▶ [Description of the task]
Would you please repeat all of the data exactly, omitting the pictures?

▶ [Records provided]
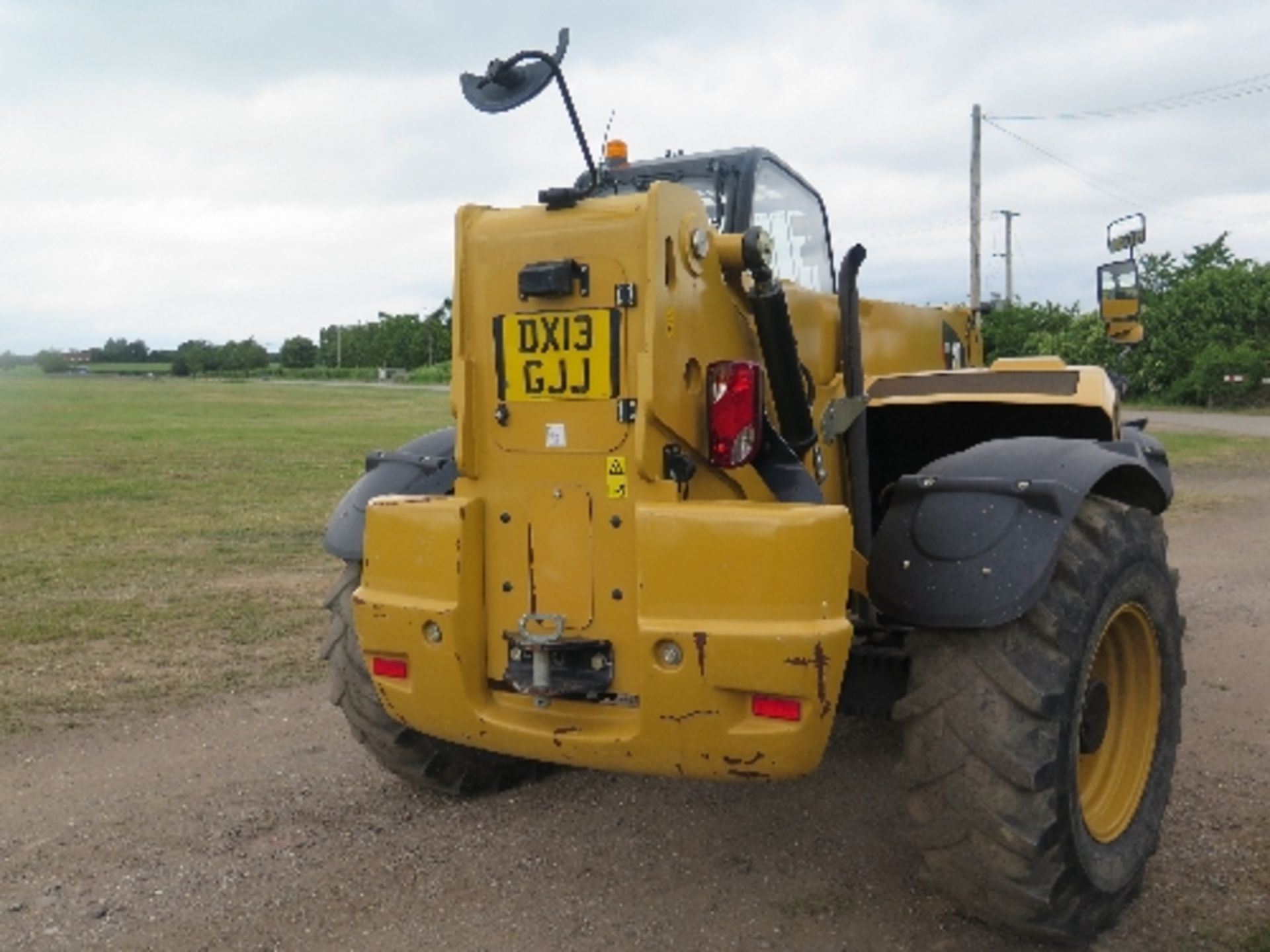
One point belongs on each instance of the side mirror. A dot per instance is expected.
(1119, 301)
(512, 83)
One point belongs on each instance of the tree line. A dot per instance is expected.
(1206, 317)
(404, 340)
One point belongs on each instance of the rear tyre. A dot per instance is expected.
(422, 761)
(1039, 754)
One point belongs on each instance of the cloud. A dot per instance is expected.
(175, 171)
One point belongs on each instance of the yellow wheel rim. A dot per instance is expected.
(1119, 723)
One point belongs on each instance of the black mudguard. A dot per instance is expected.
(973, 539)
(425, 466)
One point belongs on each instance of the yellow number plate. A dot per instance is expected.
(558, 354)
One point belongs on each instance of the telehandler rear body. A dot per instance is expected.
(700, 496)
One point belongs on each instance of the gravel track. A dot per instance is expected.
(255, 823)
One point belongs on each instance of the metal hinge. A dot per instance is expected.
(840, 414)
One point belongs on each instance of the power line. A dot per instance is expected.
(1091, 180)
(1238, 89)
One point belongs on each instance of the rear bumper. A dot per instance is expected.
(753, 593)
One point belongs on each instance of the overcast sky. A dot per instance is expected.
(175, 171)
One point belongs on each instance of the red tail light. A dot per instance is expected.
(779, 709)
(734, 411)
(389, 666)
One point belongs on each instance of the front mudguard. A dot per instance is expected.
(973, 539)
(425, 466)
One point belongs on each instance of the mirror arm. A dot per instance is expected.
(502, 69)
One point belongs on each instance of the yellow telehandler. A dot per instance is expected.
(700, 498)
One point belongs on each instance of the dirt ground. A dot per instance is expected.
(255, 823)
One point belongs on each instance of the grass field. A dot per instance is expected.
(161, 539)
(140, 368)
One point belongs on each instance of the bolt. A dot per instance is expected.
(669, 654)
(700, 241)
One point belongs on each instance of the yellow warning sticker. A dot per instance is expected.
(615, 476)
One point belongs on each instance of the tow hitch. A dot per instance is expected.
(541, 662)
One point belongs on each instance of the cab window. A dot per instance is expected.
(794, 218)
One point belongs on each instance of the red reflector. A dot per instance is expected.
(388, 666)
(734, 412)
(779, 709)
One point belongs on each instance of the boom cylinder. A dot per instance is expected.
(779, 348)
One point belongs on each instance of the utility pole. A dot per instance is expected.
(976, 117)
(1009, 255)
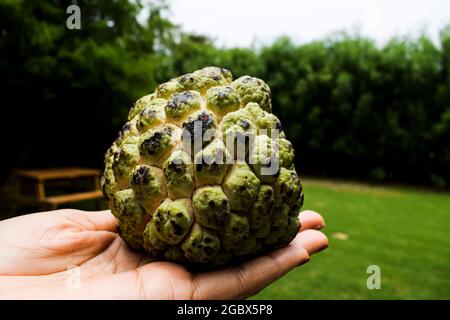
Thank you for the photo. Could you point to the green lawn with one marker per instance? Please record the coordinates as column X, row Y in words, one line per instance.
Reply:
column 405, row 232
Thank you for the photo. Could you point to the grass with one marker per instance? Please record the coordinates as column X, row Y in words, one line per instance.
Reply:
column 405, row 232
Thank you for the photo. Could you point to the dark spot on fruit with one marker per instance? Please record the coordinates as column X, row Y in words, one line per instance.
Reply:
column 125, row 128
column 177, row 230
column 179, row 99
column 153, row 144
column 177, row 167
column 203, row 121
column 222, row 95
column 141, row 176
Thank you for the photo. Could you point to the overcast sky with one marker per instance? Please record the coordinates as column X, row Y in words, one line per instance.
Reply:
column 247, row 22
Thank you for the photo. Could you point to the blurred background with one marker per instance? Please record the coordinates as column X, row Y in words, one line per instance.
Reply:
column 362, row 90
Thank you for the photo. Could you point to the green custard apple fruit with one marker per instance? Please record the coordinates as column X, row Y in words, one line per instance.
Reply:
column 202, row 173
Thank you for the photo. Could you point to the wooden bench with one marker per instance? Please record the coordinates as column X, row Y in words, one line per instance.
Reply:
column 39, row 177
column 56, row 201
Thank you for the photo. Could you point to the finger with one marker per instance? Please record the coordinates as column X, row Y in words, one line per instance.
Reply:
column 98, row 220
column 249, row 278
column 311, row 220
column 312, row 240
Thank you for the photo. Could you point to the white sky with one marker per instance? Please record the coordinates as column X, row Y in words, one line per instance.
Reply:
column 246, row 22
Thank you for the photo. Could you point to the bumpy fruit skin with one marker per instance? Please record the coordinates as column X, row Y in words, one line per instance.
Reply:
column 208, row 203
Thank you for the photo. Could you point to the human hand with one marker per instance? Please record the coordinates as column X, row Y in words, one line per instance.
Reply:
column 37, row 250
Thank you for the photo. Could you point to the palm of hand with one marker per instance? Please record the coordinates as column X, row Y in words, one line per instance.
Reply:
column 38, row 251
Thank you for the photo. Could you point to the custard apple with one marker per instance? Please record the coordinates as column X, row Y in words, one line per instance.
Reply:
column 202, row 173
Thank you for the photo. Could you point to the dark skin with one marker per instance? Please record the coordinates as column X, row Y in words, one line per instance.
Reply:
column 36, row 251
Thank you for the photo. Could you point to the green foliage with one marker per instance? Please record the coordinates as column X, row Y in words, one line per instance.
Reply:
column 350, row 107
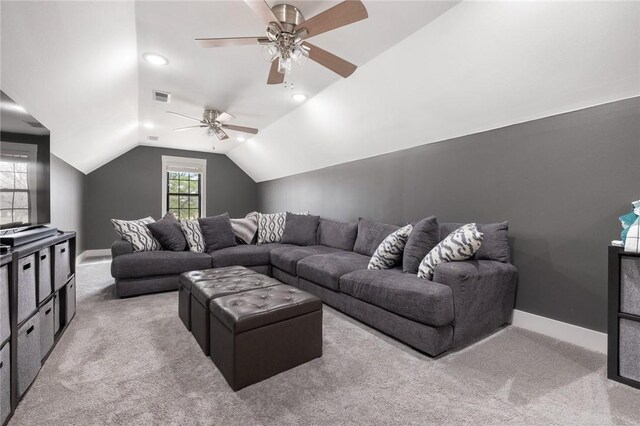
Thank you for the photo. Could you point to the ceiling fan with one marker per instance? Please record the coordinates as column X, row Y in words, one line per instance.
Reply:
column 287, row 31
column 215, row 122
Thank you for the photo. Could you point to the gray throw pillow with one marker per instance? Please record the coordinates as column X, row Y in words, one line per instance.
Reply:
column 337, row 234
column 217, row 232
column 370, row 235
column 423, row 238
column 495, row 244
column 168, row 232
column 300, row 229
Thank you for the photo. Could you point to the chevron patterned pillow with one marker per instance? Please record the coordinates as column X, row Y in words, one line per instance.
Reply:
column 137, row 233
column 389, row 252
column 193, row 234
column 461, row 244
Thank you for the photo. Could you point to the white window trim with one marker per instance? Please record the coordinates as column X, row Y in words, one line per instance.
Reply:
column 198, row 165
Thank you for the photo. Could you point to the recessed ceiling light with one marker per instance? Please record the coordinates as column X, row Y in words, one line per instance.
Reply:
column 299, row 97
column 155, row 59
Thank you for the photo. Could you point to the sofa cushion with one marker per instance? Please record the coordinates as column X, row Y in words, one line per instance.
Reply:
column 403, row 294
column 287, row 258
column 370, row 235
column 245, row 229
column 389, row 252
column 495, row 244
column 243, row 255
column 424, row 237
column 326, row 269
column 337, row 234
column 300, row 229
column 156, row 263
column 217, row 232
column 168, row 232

▶ [Output of the exercise]
One point belongs on each instance of the side mirror. A dot per instance is expected.
(1119, 301)
(512, 83)
One point belongs on each instance of the tree line. A dot per instance is expected.
(1206, 317)
(404, 340)
One point belongs on each instance of the rear tyre. A dot per instance is expected.
(422, 761)
(1039, 754)
One point belongs on each instance of the cloud. A dot per instance is expected.
(175, 171)
One point belongs on each instance of the yellow wheel rim. A dot per instance is expected.
(1119, 723)
One point belongs on each instance of the black mudguard. A dot per instance is expected.
(973, 539)
(425, 466)
One point belongs on each instance of the yellow number plate. A dot per instance is expected.
(558, 354)
One point belongs on each instance of the telehandler rear body. A dot per instance is expected.
(700, 496)
One point belongs on each instance of the gravel track. A dot per instance is expected.
(255, 823)
One point belongs on each instance of the metal hinge. A dot per instance is expected.
(840, 414)
One point belongs on each instance of the power line. A dot per instance is expected.
(1091, 180)
(1238, 89)
One point belongs on each instance of the rear bumper. A dot per instance is expected.
(753, 593)
One point belongs on each instance of the overcast sky. A dot per instance is expected.
(175, 171)
One point belongs on each instance of the red tail light. A dot per instance is expected.
(779, 709)
(734, 411)
(389, 666)
One point belongs on each instance of the front mudguard. A dot per instance is expected.
(973, 539)
(425, 466)
One point belongs on each instance of the mirror arm. A dot per instance is expected.
(502, 69)
One point belongs on each instance of the yellow telehandler. A dot per instance is expected.
(700, 498)
One point belongs on each instance of the dirt ground. A dot per instance is expected.
(255, 823)
One point belongs on each instance of the grass field. A dot per instance is expected.
(161, 539)
(140, 368)
One point belongs on each instance of the bolt. A dot per instance is expected.
(669, 654)
(700, 241)
One point belongs on each instance of the yellow warning sticker. A dot per instance is expected.
(615, 476)
One point belongs on each instance of the tow hitch. A dot per instance is expected.
(541, 662)
One point belongs on each instance of the cab window. A dot per instance is expected.
(794, 218)
One point belongs on each instance of the red reflector. A dot per instance is expected.
(388, 666)
(734, 412)
(779, 709)
One point belongs on each instance of the boom cylinder. A dot per instance is expected.
(779, 348)
One point belongs on each instance of the utility pole. A dot per instance is expected.
(976, 117)
(1009, 255)
Thank you for the photo. Could you point to the green lawn with one marker per instance? Please record the coordinates as column X, row Y in words, one line per instance.
Reply:
column 405, row 232
Thank you for the photo. Could you point to the grass with one marker per instance? Please record the coordinates as column X, row Y in words, one line per instance.
Reply:
column 405, row 232
Thank you for the photo. Could you point to the dark spot on fruit with one marker per instance? Please record the coordinates as column X, row Y in words, one line per instance.
Reply:
column 125, row 128
column 177, row 230
column 179, row 99
column 153, row 144
column 177, row 167
column 203, row 121
column 222, row 95
column 141, row 176
Thank you for the photo. Could you point to the overcast sky with one marker per instance? Please record the coordinates as column X, row Y in words, one line per instance.
Reply:
column 247, row 22
Thank you for the photo. Could you point to the blurred background with one marker per instance? Please record the coordinates as column X, row Y in words, one line per instance.
Reply:
column 362, row 90
Thank you for the photo. Could you point to the green custard apple fruit with one marker per instance? Please record the coordinates as column X, row Y in words, one line per instance.
Reply:
column 202, row 173
Thank you for the photo. Could you point to the wooden bench with one marker per instance? Please record the coordinates as column X, row Y in words, one line per instance.
Reply:
column 39, row 177
column 56, row 201
Thank you for the photo. Could you point to the finger with one marker per instance? Please record the coordinates as column X, row Y in words, one line per instance.
Reply:
column 98, row 220
column 249, row 278
column 311, row 220
column 312, row 240
Thank you for the photo. Could you point to the white sky with one marker per instance? Please record the coordinates as column X, row Y in words, one line per instance.
Reply:
column 246, row 22
Thank you for the photo. Could you point to the bumpy fruit skin with one marker per instance? Please record the coordinates as column X, row Y in words, one line per instance.
Reply:
column 208, row 203
Thank you for the photo. Could you point to the human hand with one marker per instance? Please record the coordinates as column X, row Y in words, one line per instance.
Reply:
column 37, row 250
Thank you for the photo. Could you point to the palm of hand with one marker per instance? Please record the coordinates as column X, row Y in words, one line per instance.
Reply:
column 38, row 251
Thank you for the photo. Could you point to the custard apple with one marker per instance? Please record the coordinates as column X, row Y in words, one line per instance.
Reply:
column 202, row 173
Thank you for the photo. Could you point to the dark skin with one marker per instance? Please record the coordinates as column X, row Y in words, one line per instance.
Reply:
column 36, row 251
Thank you for the photo. Could you point to the green foliage with one marker per instance? Please record the coordinates as column X, row Y in words, one line per instance.
Reply:
column 350, row 107
Thank you for the photo. Could you point to the ceiling fan with one marker per instance? Please record the coordinates as column X, row Y in words, one line per instance.
Reply:
column 287, row 31
column 215, row 122
Thank you for the photo. Could you point to the gray throw pillow with one marker per instance? Please record the coordinates as column X, row Y in words, one line per instance.
Reply:
column 337, row 234
column 217, row 232
column 370, row 235
column 423, row 238
column 495, row 244
column 168, row 232
column 300, row 229
Thank you for the photo. Could you point to the chevron patterned pillow with one marker per instance? Please record the coordinates as column X, row Y in words, one line per instance.
Reply:
column 137, row 233
column 389, row 252
column 193, row 234
column 461, row 244
Thank you for the photo. Could you point to the white window trim with one marker per instance? Please record the coordinates as column X, row Y in words, one line per instance.
Reply:
column 198, row 165
Thank you for the photo. Could you point to the recessed ceiling light with one marker per instance? Please record the coordinates as column X, row Y in words, one line per instance.
Reply:
column 299, row 97
column 155, row 59
Thank you for the photo. Could you point to the sofa cushion with one marker per instance? Please record the coordinates as column X, row Y in words, one line per instance.
Reply:
column 403, row 294
column 287, row 258
column 370, row 235
column 245, row 229
column 389, row 252
column 495, row 244
column 243, row 255
column 424, row 237
column 326, row 269
column 337, row 234
column 300, row 229
column 156, row 263
column 217, row 232
column 168, row 232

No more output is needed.